[题目要求] 把下面所有的行改写成编号列表，空行不算在内。

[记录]
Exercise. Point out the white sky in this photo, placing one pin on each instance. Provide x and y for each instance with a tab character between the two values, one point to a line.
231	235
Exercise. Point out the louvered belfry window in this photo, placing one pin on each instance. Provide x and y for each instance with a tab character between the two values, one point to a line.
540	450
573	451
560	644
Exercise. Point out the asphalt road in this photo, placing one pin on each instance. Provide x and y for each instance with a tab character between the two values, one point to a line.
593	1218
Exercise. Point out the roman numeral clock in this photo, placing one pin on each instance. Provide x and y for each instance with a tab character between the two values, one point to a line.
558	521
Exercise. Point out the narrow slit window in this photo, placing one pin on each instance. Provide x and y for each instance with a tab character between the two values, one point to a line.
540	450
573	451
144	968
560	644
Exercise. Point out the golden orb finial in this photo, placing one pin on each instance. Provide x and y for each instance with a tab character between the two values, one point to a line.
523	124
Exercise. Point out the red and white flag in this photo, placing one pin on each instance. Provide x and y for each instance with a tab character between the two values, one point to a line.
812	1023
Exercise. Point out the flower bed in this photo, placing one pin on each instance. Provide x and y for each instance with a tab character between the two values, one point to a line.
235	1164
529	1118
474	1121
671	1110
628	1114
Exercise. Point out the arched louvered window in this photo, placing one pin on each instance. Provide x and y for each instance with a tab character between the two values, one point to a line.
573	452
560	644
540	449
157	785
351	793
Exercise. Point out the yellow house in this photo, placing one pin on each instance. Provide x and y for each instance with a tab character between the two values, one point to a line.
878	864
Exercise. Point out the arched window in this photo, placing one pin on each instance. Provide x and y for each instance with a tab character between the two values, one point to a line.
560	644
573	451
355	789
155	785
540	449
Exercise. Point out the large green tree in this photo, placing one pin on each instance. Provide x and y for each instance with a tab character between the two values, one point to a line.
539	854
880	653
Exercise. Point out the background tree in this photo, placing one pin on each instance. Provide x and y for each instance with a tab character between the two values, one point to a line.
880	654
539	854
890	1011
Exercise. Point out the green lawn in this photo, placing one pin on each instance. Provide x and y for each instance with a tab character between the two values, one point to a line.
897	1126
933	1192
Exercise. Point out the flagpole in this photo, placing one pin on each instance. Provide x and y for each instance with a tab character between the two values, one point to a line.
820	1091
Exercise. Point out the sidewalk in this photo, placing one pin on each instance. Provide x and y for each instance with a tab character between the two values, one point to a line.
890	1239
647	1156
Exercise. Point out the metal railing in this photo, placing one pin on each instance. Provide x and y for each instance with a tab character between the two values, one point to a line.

[参考解答]
1. Exercise. Point out the white sky in this photo, placing one pin on each instance. Provide x and y for each instance with a tab character between the two values, one point to a line.
2. 231	235
3. Exercise. Point out the louvered belfry window in this photo, placing one pin on each instance. Provide x and y for each instance with a tab character between the two values, one point to a line.
4. 540	450
5. 573	451
6. 560	644
7. Exercise. Point out the asphalt road in this photo, placing one pin on each instance. Provide x and y for each instance with a tab character between the two values, one point to a line.
8. 593	1218
9. Exercise. Point out the roman numeral clock in this photo, placing one pin on each instance. Provide x and y for each instance with a tab character between the two values, one point to a line.
10. 558	521
11. Exercise. Point out the narrow slit window in this photo, placing one pin on each instance. Provide x and y for each instance with a tab character between the two values, one point to a line.
12. 540	450
13. 573	451
14. 144	968
15. 560	644
16. Exercise. Point out the golden orb finial in this photo, placing one pin on each instance. Provide x and y for each instance with a tab character between the two values, one point to a line.
17. 523	124
18. Exercise. Point out the red and white flag in this photo, placing one pin on each instance. Provide x and y for each instance with a tab character between the two values, one point to a line.
19. 812	1023
20. Exercise. Point out the flower bed in this photo, placing one pin on each instance. Provide x and y for each instance with a tab character between the two values, one point to a line.
21. 235	1164
22. 529	1118
23. 474	1121
24. 671	1110
25. 628	1114
26. Exercise. Point out the arched louvered window in this photo, placing one pin on each instance. Provide x and y for each instance with a tab character between the two values, one point to a line.
27. 573	452
28. 560	644
29. 540	449
30. 157	785
31. 351	793
32. Exercise. Point out the yellow house in this photo, placing one pin on each instance. Provide x and y for each instance with a tab character between the two values, one point to a line.
33. 878	864
34. Exercise. Point out the arched window in this photo, placing one pin on each instance. Provide x and y for each instance with a tab character between the two values, one point to a line.
35. 560	644
36. 573	451
37. 355	789
38. 155	785
39. 540	449
40. Exercise. Point out the large green tree in this photo, placing one pin on each instance. Provide x and y for each instance with a tab character between the two values, one point to a line.
41. 539	854
42. 880	653
43. Exercise. Point out the background tree in this photo, placing one pin on each instance. Provide x and y for each instance with a tab character between the two values, one point to a line.
44. 880	654
45. 539	854
46. 890	1011
47. Exercise. Point out the green lawn in this photo, placing one pin on each instance. Provide x and y for each instance with a tab character between the two values, one point to a line.
48. 897	1126
49. 933	1192
50. Exercise. Point out the flagpole in this photo, placing one pin on each instance. Provide x and y for each instance with a tab character between the two values, one point to a line.
51. 820	1091
52. Exercise. Point out the sidewalk in this photo, placing one pin on each instance. Provide x and y for each instance with a tab character between the two values, one point to a line.
53. 890	1239
54. 647	1156
55. Exercise. Point out the metal railing in this photo, placing one pin on each instance. Provide x and y for each instance with a tab character between the two values, one point to a line.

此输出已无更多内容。